Supplied data START

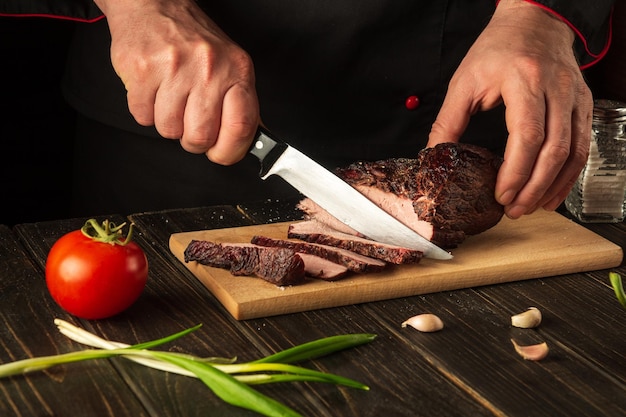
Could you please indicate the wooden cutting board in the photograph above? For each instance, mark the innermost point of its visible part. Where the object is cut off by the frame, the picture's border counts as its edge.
(540, 245)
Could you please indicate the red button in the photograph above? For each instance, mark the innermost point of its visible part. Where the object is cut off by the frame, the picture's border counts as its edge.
(412, 102)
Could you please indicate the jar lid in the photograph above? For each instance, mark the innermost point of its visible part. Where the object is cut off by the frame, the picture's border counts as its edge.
(609, 110)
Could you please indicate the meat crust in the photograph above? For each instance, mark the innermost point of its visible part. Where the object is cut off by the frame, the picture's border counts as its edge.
(316, 232)
(445, 194)
(353, 261)
(280, 266)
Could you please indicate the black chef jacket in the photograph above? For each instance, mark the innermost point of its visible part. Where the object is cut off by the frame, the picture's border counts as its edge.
(332, 78)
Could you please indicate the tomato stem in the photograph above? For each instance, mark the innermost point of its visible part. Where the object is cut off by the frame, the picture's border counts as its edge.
(108, 232)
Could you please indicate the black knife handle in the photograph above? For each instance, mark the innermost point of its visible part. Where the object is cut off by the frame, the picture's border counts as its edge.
(267, 148)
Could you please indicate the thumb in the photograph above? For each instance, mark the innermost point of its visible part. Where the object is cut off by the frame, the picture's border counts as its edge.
(453, 118)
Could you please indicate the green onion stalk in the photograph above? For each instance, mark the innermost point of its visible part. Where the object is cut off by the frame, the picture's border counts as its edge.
(618, 287)
(229, 380)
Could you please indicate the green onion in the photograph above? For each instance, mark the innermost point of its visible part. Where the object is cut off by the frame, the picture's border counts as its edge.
(616, 282)
(228, 380)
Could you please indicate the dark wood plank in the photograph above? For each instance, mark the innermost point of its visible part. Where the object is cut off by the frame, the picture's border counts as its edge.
(27, 312)
(400, 379)
(172, 302)
(475, 351)
(272, 211)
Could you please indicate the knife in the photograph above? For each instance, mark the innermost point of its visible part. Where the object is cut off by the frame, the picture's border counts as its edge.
(336, 196)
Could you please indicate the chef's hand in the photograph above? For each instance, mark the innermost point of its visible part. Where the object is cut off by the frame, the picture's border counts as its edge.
(184, 76)
(524, 59)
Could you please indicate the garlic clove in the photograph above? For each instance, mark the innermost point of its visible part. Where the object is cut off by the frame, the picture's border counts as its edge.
(424, 323)
(532, 352)
(528, 319)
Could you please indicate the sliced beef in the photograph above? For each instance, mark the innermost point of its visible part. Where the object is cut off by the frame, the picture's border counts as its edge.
(445, 194)
(280, 266)
(315, 232)
(353, 261)
(321, 268)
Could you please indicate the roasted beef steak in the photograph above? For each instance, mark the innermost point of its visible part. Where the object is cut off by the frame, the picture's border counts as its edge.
(353, 261)
(445, 194)
(279, 266)
(315, 232)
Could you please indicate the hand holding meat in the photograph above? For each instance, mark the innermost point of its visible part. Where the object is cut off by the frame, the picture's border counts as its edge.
(524, 59)
(184, 75)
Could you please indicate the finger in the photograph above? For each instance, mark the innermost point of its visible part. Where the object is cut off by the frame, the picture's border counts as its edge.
(453, 117)
(552, 156)
(239, 122)
(579, 152)
(141, 98)
(525, 115)
(169, 109)
(202, 116)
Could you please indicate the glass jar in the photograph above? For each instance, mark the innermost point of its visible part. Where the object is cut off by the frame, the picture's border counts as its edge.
(599, 193)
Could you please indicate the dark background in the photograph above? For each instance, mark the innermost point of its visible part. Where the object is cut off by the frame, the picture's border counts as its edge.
(36, 125)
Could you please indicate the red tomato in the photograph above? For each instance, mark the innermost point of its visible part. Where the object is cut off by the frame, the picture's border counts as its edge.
(93, 279)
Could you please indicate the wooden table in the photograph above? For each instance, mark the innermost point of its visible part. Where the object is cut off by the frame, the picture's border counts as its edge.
(468, 369)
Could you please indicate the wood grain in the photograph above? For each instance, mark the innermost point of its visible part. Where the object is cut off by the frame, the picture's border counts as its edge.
(541, 245)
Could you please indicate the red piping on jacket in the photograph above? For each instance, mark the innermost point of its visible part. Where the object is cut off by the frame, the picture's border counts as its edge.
(597, 57)
(51, 16)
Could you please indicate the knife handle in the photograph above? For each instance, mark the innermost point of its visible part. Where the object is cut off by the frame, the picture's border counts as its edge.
(267, 148)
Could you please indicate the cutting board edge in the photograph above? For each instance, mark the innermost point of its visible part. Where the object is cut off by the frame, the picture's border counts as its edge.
(242, 307)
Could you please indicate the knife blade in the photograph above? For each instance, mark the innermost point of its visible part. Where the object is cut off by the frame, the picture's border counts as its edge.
(336, 196)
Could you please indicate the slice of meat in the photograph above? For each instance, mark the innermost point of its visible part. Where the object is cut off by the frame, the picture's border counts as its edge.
(445, 194)
(353, 261)
(315, 232)
(280, 266)
(321, 268)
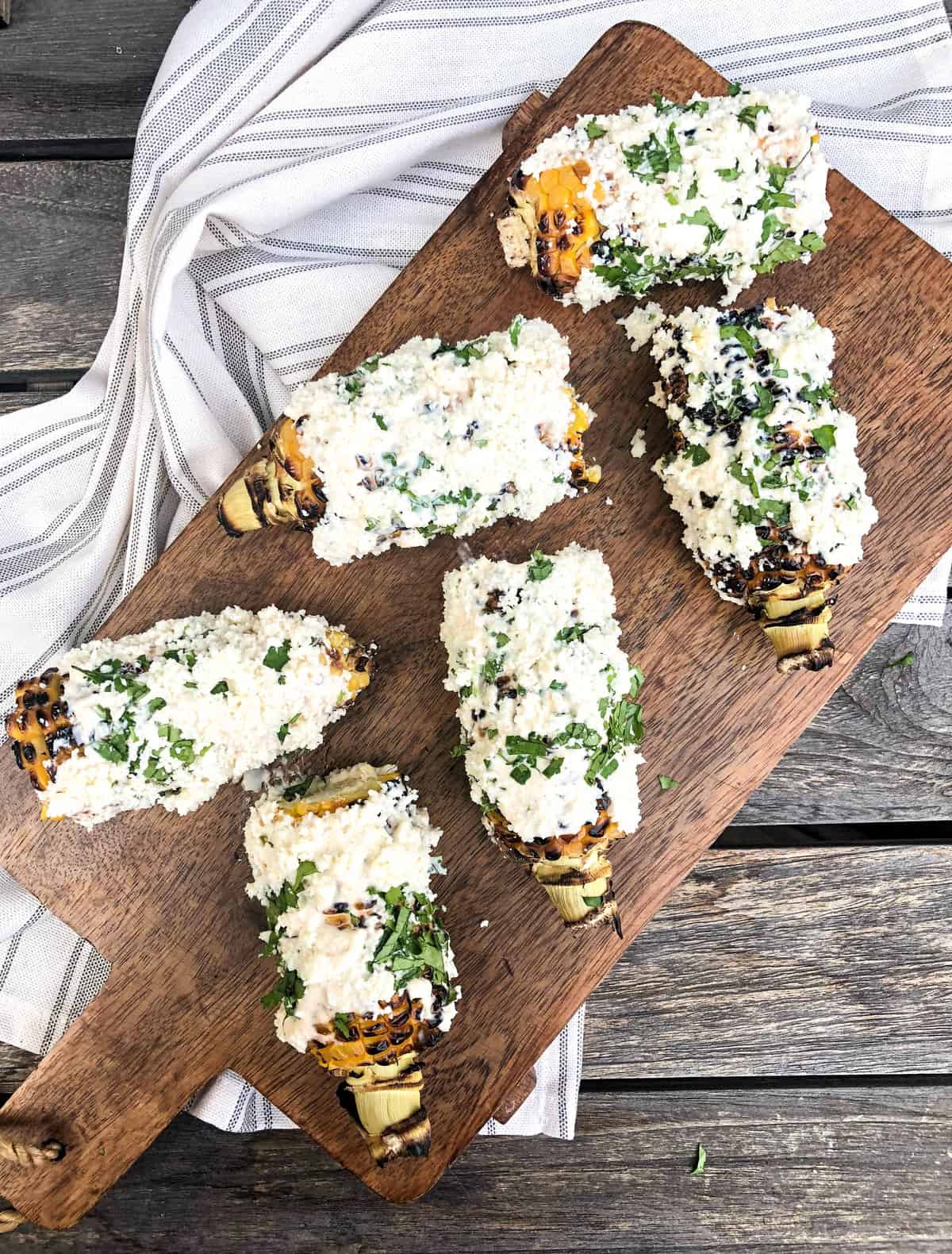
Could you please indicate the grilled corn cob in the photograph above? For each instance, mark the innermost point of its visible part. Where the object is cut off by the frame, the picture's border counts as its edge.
(365, 968)
(427, 440)
(167, 716)
(724, 187)
(550, 722)
(764, 471)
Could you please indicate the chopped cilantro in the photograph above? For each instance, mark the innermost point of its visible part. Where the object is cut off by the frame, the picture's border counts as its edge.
(734, 331)
(906, 660)
(294, 790)
(276, 657)
(541, 567)
(748, 116)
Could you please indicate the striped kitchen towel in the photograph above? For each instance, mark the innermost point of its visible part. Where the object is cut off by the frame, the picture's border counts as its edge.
(294, 155)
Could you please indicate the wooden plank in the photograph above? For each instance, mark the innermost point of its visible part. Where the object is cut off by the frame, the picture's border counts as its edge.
(512, 1007)
(781, 962)
(78, 71)
(881, 749)
(785, 962)
(797, 1170)
(58, 275)
(60, 257)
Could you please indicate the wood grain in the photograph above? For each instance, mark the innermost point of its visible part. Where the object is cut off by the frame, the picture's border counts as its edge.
(781, 962)
(60, 256)
(720, 737)
(885, 737)
(789, 1169)
(785, 962)
(881, 749)
(80, 71)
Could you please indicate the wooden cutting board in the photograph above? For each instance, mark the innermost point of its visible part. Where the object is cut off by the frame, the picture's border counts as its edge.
(163, 897)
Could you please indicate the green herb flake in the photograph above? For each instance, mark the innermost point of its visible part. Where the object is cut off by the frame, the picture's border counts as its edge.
(697, 454)
(826, 437)
(734, 331)
(298, 789)
(276, 657)
(541, 567)
(906, 660)
(748, 116)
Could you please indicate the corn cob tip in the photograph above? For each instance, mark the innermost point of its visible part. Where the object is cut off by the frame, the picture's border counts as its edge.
(800, 639)
(280, 489)
(386, 1102)
(582, 895)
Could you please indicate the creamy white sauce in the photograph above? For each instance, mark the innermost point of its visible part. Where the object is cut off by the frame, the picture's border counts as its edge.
(517, 680)
(712, 187)
(360, 851)
(428, 440)
(733, 475)
(176, 741)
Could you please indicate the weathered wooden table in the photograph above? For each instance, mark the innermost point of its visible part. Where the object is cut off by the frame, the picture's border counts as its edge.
(789, 1007)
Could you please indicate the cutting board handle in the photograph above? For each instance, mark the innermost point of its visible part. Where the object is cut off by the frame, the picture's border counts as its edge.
(106, 1091)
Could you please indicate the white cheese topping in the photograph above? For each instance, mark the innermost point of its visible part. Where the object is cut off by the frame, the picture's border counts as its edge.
(171, 714)
(718, 187)
(343, 862)
(759, 440)
(543, 689)
(432, 440)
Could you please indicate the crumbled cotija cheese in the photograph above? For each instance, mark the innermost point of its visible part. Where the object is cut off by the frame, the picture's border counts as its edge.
(759, 439)
(723, 187)
(168, 715)
(436, 439)
(345, 860)
(544, 691)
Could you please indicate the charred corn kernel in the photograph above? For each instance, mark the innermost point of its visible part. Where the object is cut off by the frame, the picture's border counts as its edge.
(432, 439)
(365, 968)
(550, 719)
(167, 716)
(764, 468)
(724, 187)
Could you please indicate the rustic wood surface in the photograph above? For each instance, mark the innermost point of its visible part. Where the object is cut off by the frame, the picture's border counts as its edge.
(775, 962)
(60, 255)
(885, 737)
(79, 71)
(179, 1002)
(797, 1169)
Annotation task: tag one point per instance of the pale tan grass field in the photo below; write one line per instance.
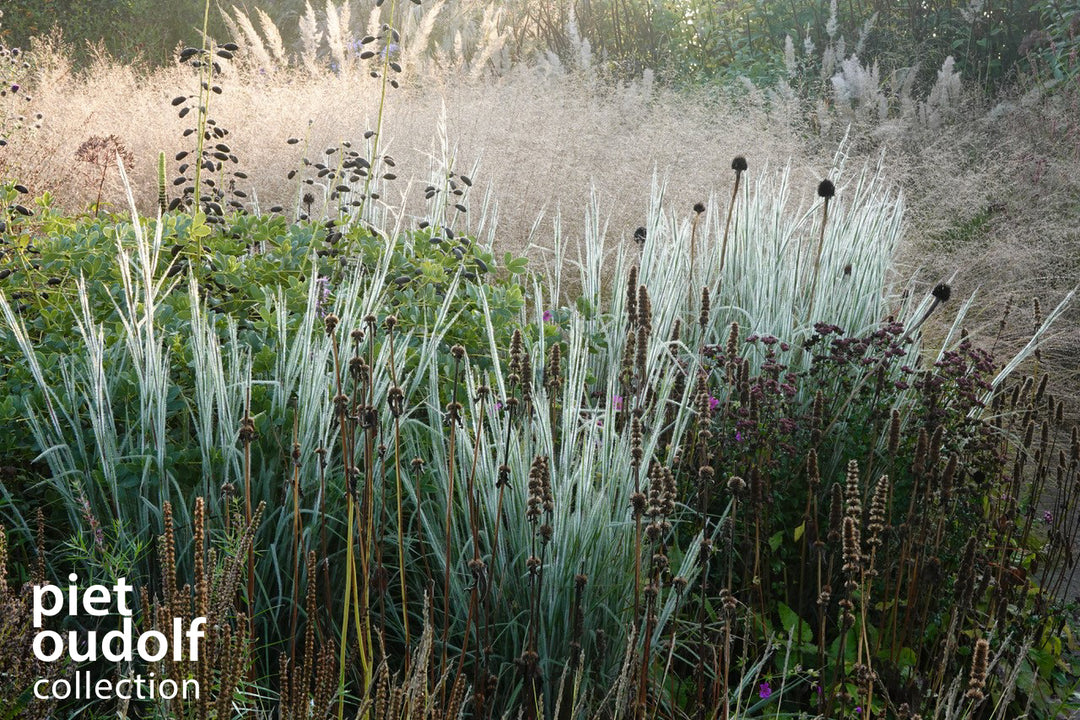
(539, 144)
(991, 197)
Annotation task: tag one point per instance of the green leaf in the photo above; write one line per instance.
(775, 541)
(790, 620)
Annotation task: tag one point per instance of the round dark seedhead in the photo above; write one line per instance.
(942, 291)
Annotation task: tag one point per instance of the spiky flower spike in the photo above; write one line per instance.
(976, 682)
(826, 191)
(739, 165)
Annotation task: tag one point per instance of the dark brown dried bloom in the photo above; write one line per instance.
(852, 554)
(813, 475)
(877, 519)
(853, 501)
(331, 322)
(942, 291)
(976, 682)
(893, 434)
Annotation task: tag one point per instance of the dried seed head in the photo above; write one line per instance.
(736, 485)
(878, 516)
(835, 514)
(853, 497)
(852, 555)
(894, 434)
(942, 291)
(976, 682)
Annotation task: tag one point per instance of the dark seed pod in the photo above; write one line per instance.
(942, 293)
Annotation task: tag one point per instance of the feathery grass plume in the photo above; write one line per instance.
(826, 191)
(103, 153)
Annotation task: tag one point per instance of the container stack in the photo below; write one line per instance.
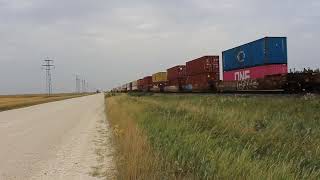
(147, 83)
(255, 60)
(176, 78)
(134, 85)
(140, 84)
(159, 81)
(202, 73)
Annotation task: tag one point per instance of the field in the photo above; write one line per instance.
(216, 137)
(17, 101)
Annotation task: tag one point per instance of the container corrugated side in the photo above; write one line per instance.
(255, 72)
(201, 82)
(265, 51)
(159, 77)
(205, 64)
(176, 72)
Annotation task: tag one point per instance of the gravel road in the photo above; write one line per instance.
(68, 139)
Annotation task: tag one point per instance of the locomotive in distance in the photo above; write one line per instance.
(260, 65)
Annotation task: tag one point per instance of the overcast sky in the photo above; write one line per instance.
(110, 42)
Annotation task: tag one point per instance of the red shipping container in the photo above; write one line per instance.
(147, 83)
(140, 84)
(202, 82)
(176, 72)
(258, 72)
(205, 64)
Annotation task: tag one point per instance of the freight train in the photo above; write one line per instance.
(261, 65)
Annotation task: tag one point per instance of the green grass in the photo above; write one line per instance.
(10, 102)
(232, 137)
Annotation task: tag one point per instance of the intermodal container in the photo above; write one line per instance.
(134, 85)
(257, 72)
(140, 84)
(205, 64)
(159, 77)
(147, 83)
(201, 82)
(176, 72)
(265, 51)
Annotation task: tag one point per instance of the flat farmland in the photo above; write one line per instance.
(8, 102)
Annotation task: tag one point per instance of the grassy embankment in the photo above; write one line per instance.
(18, 101)
(216, 137)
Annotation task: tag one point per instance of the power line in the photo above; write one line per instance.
(48, 65)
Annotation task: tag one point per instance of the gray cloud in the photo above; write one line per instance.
(112, 42)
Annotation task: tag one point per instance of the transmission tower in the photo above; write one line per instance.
(48, 65)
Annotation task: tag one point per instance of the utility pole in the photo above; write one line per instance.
(77, 84)
(48, 65)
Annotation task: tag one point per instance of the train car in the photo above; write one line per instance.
(140, 84)
(176, 79)
(134, 85)
(202, 73)
(255, 60)
(147, 83)
(159, 81)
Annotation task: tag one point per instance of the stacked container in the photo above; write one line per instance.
(159, 81)
(202, 73)
(147, 83)
(176, 78)
(255, 60)
(140, 85)
(134, 86)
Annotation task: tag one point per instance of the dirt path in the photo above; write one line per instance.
(60, 140)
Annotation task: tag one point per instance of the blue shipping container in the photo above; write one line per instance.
(265, 51)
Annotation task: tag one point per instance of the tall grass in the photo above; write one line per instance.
(229, 137)
(18, 101)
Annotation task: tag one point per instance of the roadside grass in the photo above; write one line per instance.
(18, 101)
(217, 137)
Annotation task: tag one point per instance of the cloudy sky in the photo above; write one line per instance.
(109, 42)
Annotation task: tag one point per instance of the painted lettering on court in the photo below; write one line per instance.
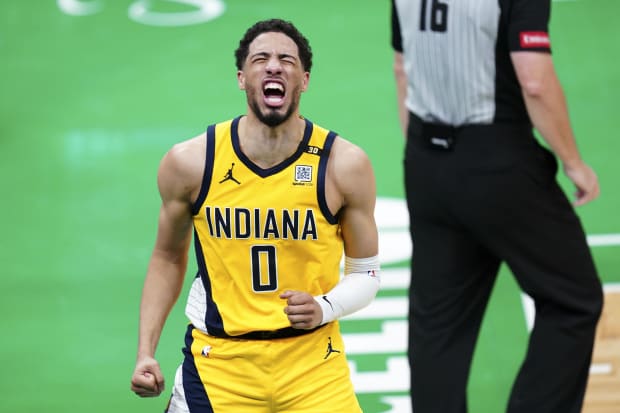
(145, 11)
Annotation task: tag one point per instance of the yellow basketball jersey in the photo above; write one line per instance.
(259, 232)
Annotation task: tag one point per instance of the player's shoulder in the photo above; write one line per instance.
(348, 155)
(186, 158)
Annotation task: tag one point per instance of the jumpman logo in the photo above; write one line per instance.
(330, 349)
(229, 177)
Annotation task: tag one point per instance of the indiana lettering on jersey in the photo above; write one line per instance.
(244, 223)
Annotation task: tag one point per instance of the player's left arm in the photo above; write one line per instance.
(351, 189)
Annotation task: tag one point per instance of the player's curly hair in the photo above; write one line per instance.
(278, 26)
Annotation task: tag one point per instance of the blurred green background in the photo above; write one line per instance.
(90, 100)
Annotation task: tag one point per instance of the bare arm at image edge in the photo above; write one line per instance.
(546, 105)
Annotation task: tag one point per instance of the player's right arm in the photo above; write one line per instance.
(166, 270)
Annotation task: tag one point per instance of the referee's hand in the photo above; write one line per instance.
(586, 182)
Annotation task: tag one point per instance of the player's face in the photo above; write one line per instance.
(273, 78)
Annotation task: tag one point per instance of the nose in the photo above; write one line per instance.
(273, 65)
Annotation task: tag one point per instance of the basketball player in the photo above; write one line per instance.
(272, 201)
(475, 77)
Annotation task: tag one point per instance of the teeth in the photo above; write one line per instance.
(274, 85)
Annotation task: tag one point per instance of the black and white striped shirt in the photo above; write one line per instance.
(457, 56)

Supplied data END

→ **What you will do**
Nothing but the lines from the one containing "Annotation task: tag one point per instance of the bare" through the last line of the material should be returned, each exactly as written, both ends included.

→ **Output below**
Annotation task: tag one point per instance of the bare arm at image edge in the photo above; write one line per instance.
(546, 105)
Annotation task: tag one point per instance of the player's right arm in the photo above; write one line per instance.
(166, 270)
Annotation task: tag one point per instance of the referee's hand in the photo above; write one line per instance.
(586, 182)
Annotation task: tag one point per instance of the player's face in the photo above; write one line per instance.
(273, 78)
Annotation task: tag one point per instance of the nose in the photo above; write one line per instance.
(273, 65)
Annotation task: tag one point per instance of the basketball player in the photo above; write one line per instance.
(272, 201)
(475, 77)
Annotation task: tag one point per instance of the teeth in the photo above; write one line per instance.
(274, 85)
Annotation task: tag one point per instance of the black and white striped shirt in the photo above; write one line per instance.
(457, 56)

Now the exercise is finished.